**PROBLEMA PLANTEADO:** Copia sin ningún cambio las líneas de los datos, empezando por la que contiene "find blue road" y terminando con la última línea de los datos, ambas incluidas.

**SECCIÓN DE DATOS:**
************

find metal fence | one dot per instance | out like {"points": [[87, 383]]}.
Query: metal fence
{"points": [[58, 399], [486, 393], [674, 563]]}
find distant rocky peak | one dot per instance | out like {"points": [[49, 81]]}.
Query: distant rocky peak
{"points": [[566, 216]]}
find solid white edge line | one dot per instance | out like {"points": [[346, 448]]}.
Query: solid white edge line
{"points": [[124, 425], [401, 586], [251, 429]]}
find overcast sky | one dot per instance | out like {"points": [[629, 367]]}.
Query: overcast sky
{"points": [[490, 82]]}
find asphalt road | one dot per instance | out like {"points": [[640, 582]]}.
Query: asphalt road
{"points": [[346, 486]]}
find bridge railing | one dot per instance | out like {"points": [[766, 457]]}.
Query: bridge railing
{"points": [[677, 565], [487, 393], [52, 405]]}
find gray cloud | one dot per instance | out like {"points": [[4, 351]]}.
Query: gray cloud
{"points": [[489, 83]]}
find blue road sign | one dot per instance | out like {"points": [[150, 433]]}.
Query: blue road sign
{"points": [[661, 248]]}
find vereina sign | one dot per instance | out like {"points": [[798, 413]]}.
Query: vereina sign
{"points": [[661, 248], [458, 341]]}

************

**TAREA RESUELTA:**
find blue road sign | one dot per instance | out like {"points": [[150, 433]]}.
Query: blue road sign
{"points": [[661, 248]]}
find vereina sign | one dot per instance | out like {"points": [[798, 413]]}.
Query: vereina sign
{"points": [[661, 248], [458, 341]]}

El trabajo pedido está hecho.